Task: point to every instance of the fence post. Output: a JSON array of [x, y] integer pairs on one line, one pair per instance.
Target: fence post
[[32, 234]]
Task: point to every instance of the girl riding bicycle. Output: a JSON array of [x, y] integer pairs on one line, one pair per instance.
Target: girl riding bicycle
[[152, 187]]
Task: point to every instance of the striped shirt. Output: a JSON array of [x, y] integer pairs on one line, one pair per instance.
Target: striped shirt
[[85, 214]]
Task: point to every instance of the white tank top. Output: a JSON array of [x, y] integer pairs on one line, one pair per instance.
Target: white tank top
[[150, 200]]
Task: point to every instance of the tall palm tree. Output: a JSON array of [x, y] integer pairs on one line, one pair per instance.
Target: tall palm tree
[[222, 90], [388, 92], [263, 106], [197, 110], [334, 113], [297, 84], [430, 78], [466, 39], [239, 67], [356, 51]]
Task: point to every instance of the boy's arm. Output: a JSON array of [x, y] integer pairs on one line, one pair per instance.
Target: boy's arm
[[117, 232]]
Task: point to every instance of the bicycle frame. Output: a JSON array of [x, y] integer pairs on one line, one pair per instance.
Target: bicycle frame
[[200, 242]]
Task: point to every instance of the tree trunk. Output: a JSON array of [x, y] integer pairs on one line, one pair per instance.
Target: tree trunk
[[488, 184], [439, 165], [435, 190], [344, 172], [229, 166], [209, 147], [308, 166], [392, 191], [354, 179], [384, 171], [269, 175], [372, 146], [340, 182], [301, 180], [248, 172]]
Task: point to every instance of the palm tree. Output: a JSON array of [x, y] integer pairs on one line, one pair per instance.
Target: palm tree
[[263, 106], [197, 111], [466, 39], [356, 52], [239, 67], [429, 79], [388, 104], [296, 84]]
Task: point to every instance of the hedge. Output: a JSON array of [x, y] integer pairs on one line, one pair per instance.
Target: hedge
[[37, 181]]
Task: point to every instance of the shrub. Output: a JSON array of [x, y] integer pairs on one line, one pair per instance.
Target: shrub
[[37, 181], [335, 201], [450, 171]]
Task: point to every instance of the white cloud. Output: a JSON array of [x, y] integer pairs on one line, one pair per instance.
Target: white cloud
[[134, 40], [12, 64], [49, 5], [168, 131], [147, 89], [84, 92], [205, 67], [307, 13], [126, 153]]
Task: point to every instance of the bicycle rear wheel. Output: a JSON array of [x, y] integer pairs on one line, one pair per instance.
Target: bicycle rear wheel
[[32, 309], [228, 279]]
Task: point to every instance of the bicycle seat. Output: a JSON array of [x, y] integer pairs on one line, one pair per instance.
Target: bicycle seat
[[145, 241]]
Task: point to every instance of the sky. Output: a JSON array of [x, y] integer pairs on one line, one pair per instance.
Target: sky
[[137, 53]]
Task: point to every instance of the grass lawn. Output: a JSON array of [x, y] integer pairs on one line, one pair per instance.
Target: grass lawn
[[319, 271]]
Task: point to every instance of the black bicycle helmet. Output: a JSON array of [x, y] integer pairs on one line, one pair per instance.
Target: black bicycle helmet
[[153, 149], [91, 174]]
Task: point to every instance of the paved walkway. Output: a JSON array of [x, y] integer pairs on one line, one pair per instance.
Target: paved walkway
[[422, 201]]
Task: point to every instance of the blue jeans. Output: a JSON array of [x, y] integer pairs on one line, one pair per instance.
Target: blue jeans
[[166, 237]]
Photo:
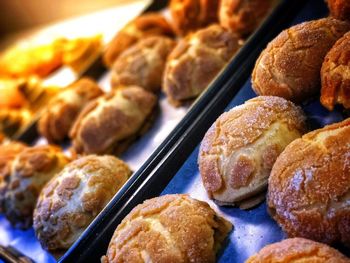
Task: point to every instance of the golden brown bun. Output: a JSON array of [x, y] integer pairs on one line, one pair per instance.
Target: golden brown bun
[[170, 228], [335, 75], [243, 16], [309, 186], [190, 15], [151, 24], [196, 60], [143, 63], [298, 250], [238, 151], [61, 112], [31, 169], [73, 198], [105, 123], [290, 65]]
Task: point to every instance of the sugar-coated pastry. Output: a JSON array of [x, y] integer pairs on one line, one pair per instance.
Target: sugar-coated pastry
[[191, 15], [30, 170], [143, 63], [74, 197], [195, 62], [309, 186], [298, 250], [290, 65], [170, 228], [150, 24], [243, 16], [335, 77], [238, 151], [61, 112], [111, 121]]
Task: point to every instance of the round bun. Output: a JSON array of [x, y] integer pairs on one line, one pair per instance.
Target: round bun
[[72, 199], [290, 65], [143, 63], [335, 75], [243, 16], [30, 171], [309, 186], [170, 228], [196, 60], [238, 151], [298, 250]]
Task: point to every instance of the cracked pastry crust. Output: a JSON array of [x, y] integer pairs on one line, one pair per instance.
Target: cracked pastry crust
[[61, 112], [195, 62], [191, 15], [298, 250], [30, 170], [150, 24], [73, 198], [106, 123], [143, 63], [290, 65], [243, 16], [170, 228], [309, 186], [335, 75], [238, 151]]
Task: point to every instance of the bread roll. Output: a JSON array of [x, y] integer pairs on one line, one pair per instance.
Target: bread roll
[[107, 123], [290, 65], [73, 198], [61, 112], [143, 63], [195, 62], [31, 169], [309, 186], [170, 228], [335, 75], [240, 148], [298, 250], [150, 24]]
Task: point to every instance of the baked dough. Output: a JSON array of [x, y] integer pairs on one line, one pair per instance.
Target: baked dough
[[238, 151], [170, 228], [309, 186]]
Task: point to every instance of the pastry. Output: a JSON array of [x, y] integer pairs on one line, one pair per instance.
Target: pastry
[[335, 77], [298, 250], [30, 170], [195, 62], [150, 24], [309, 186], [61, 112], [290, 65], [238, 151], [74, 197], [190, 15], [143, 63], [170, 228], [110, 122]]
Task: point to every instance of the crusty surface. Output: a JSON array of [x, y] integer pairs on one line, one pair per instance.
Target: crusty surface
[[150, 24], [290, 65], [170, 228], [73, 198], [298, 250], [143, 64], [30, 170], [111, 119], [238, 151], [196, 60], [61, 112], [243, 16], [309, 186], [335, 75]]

=-=-=-=-=

**TASK PROMPT:**
In the entries above, find the line with "Target: pastry" and the line with "Task: point to every instance of the crusty", then restate word for word both of them and every line between, with nothing more.

**ANSWER FOR THE TASK:**
Target: pastry
[[335, 77], [298, 250], [30, 170], [195, 62], [150, 24], [309, 186], [61, 112], [290, 65], [238, 151], [74, 197], [190, 15], [143, 63], [170, 228], [110, 122]]
Task: point to every instance of the crusty surface. Output: a JSON array of [x, y] integer pairs on one line, one pair per instance.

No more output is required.